* _Passage_:
* * * * *
Baseball stadium in Peoria, Illinois, US

Dozer Park, originally O'Brien Field and then Chiefs Stadium, is a baseball stadium located in downtown Peoria, Illinois. It is the home of the Peoria Chiefs, the High-A affiliate of the St. Louis Cardinals in the Midwest League. The college baseball team of Bradley University, the Bradley Braves, also play their home games at Dozer Park. At 8,500 seats, Dozer Park has the ninth largest seating capacity of NCAA Division I baseball venues. It opened on May 24, 2002.

Dozer Park received a major renovation in 2023-2025, including $1 million for an entirely new playing surface installed after the 2025 season, with new dirt, sod and irrigation system. The ballpark also received new LED stadium lights, renovated clubhouses and dining areas for the teams, new weight rooms and training facilities, new lounge for players, new locker rooms for female umpires and staff, new batting cages in an inflatable structure beyond center field, and extended safety netting from foul pole to foul pole to protect fans and dugouts. The total cost of renovations was estimated at $3-$5 million to meet new standards from Major League Baseball.

==History==
Official groundbreaking ceremonies for the $23 million multi-purpose stadium took place on August 16, 2001.

The Chiefs previously played at Meinen Field.

The stadium opened on May 24, 2002, as O'Brien Field, with a game between the Chiefs and the Kane County Cougars.
* * * * *
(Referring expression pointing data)
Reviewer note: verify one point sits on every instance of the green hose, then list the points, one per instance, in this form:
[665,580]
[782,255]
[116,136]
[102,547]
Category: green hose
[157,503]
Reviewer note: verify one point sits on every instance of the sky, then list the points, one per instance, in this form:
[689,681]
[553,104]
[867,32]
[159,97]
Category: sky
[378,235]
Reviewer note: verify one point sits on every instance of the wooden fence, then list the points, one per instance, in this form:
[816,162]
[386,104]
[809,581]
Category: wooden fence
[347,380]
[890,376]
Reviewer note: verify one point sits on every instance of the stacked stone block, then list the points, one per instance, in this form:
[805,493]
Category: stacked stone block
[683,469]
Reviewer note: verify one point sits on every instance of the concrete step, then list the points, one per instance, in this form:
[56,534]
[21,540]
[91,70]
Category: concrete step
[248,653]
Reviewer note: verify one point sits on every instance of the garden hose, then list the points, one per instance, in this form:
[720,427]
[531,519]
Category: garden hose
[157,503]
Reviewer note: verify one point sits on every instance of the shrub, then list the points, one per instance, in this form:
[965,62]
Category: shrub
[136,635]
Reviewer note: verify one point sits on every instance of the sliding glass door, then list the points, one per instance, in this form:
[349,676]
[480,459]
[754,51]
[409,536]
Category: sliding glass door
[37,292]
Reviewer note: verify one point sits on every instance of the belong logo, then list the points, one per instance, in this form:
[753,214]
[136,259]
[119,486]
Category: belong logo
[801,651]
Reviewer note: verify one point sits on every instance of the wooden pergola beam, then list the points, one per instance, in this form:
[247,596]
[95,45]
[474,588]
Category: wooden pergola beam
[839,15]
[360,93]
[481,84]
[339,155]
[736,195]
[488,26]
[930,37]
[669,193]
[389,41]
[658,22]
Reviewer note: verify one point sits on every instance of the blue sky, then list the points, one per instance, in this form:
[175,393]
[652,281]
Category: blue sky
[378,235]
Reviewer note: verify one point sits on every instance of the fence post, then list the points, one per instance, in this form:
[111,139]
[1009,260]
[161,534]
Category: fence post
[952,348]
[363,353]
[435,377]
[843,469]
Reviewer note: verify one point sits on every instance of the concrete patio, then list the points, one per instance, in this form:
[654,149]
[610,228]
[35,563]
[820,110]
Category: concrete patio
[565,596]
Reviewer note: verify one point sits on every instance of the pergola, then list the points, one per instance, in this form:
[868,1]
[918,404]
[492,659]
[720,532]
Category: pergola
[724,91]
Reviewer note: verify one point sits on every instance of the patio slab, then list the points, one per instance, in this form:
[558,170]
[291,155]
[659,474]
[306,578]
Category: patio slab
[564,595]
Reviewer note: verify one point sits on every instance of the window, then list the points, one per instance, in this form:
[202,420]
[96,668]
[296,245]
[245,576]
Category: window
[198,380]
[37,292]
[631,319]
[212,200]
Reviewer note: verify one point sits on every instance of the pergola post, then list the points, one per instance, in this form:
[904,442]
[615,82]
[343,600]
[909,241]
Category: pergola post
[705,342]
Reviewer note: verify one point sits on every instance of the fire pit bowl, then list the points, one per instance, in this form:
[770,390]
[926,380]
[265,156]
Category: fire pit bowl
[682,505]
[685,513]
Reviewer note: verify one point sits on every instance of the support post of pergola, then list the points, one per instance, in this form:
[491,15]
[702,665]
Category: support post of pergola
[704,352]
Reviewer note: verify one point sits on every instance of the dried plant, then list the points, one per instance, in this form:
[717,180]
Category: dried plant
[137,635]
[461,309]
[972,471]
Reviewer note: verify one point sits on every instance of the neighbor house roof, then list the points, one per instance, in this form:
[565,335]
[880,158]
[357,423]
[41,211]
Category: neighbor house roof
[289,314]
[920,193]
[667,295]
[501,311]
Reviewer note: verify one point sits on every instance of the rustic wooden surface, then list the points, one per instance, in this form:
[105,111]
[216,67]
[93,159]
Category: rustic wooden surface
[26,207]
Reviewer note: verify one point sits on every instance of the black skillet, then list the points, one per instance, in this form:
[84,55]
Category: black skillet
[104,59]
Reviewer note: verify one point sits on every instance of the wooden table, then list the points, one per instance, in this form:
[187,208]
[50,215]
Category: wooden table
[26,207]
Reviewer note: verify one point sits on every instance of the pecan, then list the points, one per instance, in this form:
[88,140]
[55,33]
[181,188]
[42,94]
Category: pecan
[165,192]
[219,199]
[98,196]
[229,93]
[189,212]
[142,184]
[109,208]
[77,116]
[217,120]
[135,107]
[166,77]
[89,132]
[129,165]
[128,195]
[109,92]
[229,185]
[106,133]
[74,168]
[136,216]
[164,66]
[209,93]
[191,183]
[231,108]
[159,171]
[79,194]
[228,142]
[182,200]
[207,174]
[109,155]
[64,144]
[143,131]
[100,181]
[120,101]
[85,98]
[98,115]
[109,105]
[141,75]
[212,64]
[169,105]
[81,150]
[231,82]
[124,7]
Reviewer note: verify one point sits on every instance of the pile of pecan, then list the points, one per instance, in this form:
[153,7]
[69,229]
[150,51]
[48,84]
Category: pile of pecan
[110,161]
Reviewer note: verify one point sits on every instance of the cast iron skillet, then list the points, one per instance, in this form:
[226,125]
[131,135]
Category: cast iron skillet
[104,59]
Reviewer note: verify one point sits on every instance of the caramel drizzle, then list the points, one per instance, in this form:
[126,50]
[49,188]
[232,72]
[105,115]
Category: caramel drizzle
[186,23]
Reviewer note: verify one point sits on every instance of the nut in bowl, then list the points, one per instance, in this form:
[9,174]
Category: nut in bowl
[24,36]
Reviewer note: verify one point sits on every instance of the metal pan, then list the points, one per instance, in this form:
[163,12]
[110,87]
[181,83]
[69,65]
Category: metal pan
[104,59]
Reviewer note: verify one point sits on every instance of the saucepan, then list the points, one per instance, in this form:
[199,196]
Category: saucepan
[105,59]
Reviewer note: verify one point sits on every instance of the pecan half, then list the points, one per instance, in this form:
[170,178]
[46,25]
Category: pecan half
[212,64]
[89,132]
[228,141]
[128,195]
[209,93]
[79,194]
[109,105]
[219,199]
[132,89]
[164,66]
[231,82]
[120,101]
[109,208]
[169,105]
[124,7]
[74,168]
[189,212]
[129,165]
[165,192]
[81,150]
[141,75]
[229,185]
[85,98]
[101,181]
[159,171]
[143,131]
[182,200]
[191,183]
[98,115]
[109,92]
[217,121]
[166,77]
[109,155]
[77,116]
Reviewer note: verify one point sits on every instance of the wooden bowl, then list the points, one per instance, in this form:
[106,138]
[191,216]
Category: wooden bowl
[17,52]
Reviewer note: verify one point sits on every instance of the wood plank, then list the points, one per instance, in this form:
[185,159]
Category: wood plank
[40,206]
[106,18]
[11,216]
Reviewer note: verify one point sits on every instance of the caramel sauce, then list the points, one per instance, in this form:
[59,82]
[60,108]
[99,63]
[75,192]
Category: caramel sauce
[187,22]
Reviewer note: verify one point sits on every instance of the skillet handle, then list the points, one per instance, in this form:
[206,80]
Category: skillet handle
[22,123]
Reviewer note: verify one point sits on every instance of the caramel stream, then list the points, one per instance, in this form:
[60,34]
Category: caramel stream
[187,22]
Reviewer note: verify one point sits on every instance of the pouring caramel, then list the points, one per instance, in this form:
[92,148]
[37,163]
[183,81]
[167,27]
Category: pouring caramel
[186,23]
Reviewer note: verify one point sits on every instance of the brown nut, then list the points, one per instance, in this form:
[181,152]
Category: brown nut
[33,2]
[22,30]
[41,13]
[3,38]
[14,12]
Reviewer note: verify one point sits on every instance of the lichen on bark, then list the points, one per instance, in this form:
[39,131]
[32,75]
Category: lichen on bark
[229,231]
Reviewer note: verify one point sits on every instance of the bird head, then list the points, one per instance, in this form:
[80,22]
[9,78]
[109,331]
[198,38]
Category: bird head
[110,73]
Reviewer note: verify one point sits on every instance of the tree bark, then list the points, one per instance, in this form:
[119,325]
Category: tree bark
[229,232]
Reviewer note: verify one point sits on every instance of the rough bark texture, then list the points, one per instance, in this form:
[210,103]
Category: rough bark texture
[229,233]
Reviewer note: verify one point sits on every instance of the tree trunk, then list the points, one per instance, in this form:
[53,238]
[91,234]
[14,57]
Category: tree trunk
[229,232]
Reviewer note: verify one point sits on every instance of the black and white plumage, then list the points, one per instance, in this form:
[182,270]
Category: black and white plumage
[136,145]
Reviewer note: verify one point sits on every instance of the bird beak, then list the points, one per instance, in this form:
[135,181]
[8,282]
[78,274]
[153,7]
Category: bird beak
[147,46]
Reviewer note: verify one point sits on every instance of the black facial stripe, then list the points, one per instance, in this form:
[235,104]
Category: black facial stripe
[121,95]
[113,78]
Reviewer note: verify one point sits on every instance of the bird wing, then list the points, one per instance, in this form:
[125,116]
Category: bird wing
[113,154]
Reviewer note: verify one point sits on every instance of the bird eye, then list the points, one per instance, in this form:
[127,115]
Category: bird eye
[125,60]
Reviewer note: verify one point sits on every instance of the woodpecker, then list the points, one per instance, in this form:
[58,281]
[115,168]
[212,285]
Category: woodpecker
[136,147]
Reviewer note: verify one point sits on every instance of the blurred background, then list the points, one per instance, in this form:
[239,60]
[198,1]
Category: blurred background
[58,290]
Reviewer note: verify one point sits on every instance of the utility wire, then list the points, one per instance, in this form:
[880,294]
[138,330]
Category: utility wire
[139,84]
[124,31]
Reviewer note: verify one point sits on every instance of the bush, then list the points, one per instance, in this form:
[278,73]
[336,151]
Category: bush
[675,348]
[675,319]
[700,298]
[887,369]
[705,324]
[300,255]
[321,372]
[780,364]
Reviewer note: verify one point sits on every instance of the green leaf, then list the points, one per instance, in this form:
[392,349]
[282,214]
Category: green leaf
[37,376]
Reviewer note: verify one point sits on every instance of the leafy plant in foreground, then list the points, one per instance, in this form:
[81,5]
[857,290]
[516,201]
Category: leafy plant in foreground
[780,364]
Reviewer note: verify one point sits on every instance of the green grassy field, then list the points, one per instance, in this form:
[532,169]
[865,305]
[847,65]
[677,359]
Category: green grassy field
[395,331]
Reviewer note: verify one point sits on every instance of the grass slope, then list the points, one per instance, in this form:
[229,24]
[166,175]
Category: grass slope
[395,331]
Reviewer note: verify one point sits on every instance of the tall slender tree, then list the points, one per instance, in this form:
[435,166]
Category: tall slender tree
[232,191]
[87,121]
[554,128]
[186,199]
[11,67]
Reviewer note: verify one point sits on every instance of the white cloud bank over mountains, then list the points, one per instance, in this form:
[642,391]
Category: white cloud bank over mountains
* * * * *
* _What you need to do_:
(a) List every name the Dozer Park passage gives for the stadium.
(b) Reproduce the stretch of the Dozer Park passage from "The Chiefs previously" through "Kane County Cougars.".

* _Answers for this exercise_:
(a) Dozer Park, O'Brien Field, Chiefs Stadium

(b)
The Chiefs previously played at Meinen Field.

The stadium opened on May 24, 2002, as O'Brien Field, with a game between the Chiefs and the Kane County Cougars.